● Problem details
Extend the mailing-list message about the compaction patch past its last sentence.

● Document passage
· · · ·

Re: [PATCH V7] mm, compaction: don't use ALLOC_CMA for unmovable allocations

All of lore.kernel.org
 help / color / mirror / Atom feed

From: Johannes Weiner <hannes@cmpxchg.org>
To: Ge Yang <yangge1116@126.com>
Cc: akpm@linux-foundation.org, linux-mm@kvack.org,
	linux-kernel@vger.kernel.org, stable@vger.kernel.org,
	21cnbao@gmail.com, david@redhat.com,
	baolin.wang@linux.alibaba.com, vbabka@suse.cz,
	liuzixing@hygon.cn
Subject: Re: [PATCH V7] mm, compaction: don't use ALLOC_CMA for unmovable allocations
Date: Tue, 17 Dec 2024 22:29:36 -0500	[thread overview]
Message-ID: <20241218032936.GB37530@cmpxchg.org> (raw)
In-Reply-To: <93cf1aee-70df-426f-a3c0-1db8068bd59a@126.com>

On Wed, Dec 18, 2024 at 10:15:06AM +0800, Ge Yang wrote:
> 
> 
> 在 2024/12/17 23:55, Johannes Weiner 写道:
> > Hello Yangge,
> > 
> > On Tue, Dec 17, 2024 at 07:46:44PM +0800, yangge1116@126.com wrote:
> >> From: yangge <yangge1116@126.com>
> >>
> >> Since commit 984fdba6a32e ("mm, compaction: use proper alloc_flags
> >> in __compaction_suitable()") allow compaction to proceed when free
> >> pages required for compaction reside in the CMA pageblocks, it's
> >> possible that __compaction_suitable() always returns true, and in
> >> some cases, it's not acceptable.
> >>
> >> There are 4 NUMA nodes on my machine, and each NUMA node has 32GB
> >> of memory. I have configured 16GB of CMA memory on each NUMA node,
> >> and starting a 32GB virtual machine with device passthrough is
> >> extremely slow, taking almost an hour.
> >>
> >> During the start-up of the virtual machine, it will call
> >> pin_user_pages_remote(..., FOLL_LONGTERM, ...) to allocate memory.

· · · ·

● Recorded information
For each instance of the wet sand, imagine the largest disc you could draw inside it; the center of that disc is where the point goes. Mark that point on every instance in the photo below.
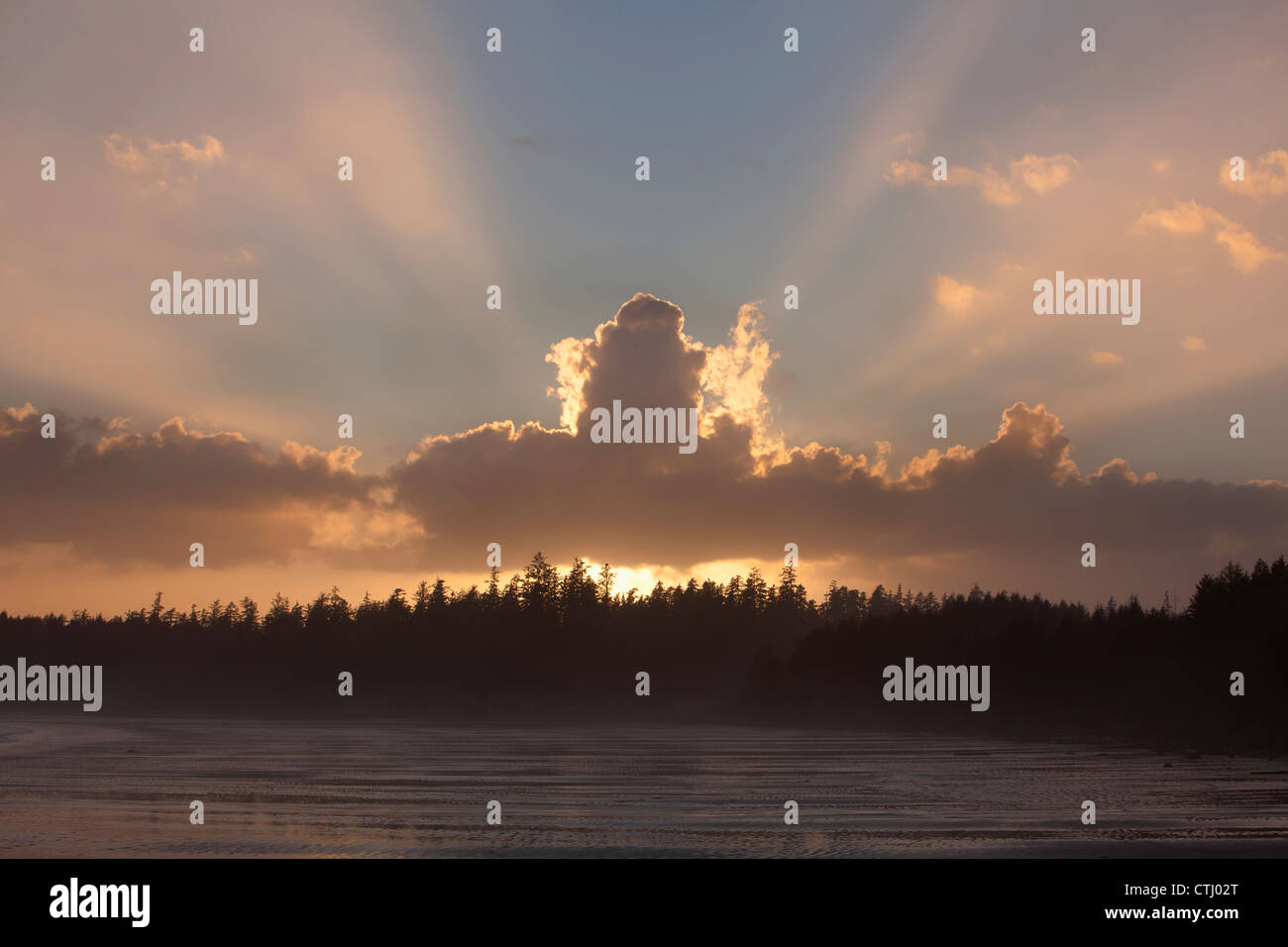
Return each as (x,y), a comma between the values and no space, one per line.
(123,788)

· · · ·

● Task response
> >> Long term GUP cannot allocate memory from CMA area, so a maximum
> >> of 16 GB of no-CMA memory on a NUMA node can be used as virtual
> >> machine memory. Since there is 16G of free CMA memory on the NUMA
> >> node, watermark for order-0 always be met for compaction, so
> >> __compaction_suitable() always returns true, even if the node is
> >> unable to allocate non-CMA memory for the virtual machine.
> >>
> >> For costly allocations, because __compaction_suitable() always
> >> returns true, __alloc_pages_slowpath() can't exit at the appropriate
> >> place, resulting in excessively long virtual machine startup times.
> >> Call trace:
> >> __alloc_pages_slowpath
> >>      if (compact_result == COMPACT_SKIPPED ||
> >>          compact_result == COMPACT_DEFERRED)
> >>          goto nopage; // should exit __alloc_pages_slowpath() from here
> >>
> >> Other unmovable alloctions, like dma_buf, which can be large in a
> >> Linux system, are also unable to allocate memory from CMA, and these
> >> allocations suffer from the same problems described above. In order
> >> to quickly fall back to remote node, we should remove ALLOC_CMA both
> >> in __compaction_suitable() and __isolate_free_page() for unmovable
> >> alloctions. After this fix, starting a 32GB virtual machine with
> >> device passthrough takes only a few seconds.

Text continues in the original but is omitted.